* _Written request A_
Reproduce the passage word for word, from "Her name is" to "the race itself.".
* _Written request B_
According to the passage, what position did Karen Anderson formerly hold?

* _Source passage_
McLuhan describes the “content” of a medium as a juicy piece of meat carried by the burglar to distract the watchdog of the mind. OK, OK, I am not going to continue down that road. Go back and look at the book, and consider the electronic swirling circus of messaging we have to process from every direction. Consider it in the context of the long national nightmare we have endured since the last campaign began. It boggles the mind.

Some of you might have expected more from Marlow this morning, since his musings on motorcycles and the Motherland have been highly entertaining over the past few weeks. (We plan on packaging the series as something that might be called “Marlow’s Four Corners: A Ride on the Edge of America.” Stay tuned.

Others may have expected another plunge into the comfortable dimness of the Willow Bar to explore the remarkable career of Admiral Mac Showers. I think we are beginning to see the completion of that project- “Cocktails with the Admiral: Hot and Cold Wars in the American Century.” So, rest assured, there is a bit more of Mac’s life to be inflicted on you.

And in fact, that is where all these strands begin to come together. There are a couple mysteries that remain in Mac’s career, and they are tantalizing ones. Marlow knows some fundamental truths about human on two wheels and filled with adventure and wanderlust. McLuhan was right about content and about mediums, though I have discovered he wasn’t covering enough ground.

What I propose to do over the next couple days is tell you a story about a medium that just crossed my path.


Her name is Karen Anderson, and this is what manifestation the former Colorado Deputy Sheriff presents to the world these days.

Karen is a very nice and personable person. She also talks to spirits.

The Haunted Bunkroom


OK- you are just going to have to bear with me on this one. It requires a bit of a deft touch, since there are two clear paths by which I might spin this memory. I could be my usual snarky self and play it for laughs, mocking a profession of seers and mystics that is as old as the race itself.

Given the increasingly coarse nature of public discourse, that would naturally fit better, but this is an experience that I went through two weeks ago, and doubt if I ever will. Let me give you some background.

A mutual friend of Mac Showers is working on a book about what really happened at Pearl Harbor immediately before and continuing long after the morning of the attack. She takes it all personally- she had family who were key actors in the events surrounding one of America’s biggest military disasters. In the course of her research, she came upon Mac, and as part of an effort to contact as many Pearl Harbor survivors as she could before they departed, called Mac at his apartment at The Madison and would talk for hours about the people with whom he served.

Dataset excerpt:
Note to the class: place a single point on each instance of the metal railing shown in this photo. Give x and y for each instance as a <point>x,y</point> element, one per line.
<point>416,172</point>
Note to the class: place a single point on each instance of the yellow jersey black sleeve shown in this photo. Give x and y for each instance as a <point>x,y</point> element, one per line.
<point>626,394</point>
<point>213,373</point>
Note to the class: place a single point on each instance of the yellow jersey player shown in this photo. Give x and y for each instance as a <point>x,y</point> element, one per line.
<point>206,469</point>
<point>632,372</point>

* _Full solution A_
Her name is Karen Anderson, and this is what manifestation the former Colorado Deputy Sheriff presents to the world these days.

Karen is a very nice and personable person. She also talks to spirits.

The Haunted Bunkroom


OK- you are just going to have to bear with me on this one. It requires a bit of a deft touch, since there are two clear paths by which I might spin this memory. I could be my usual snarky self and play it for laughs, mocking a profession of seers and mystics that is as old as the race itself.

* _Full solution B_
She was a Colorado Deputy Sheriff.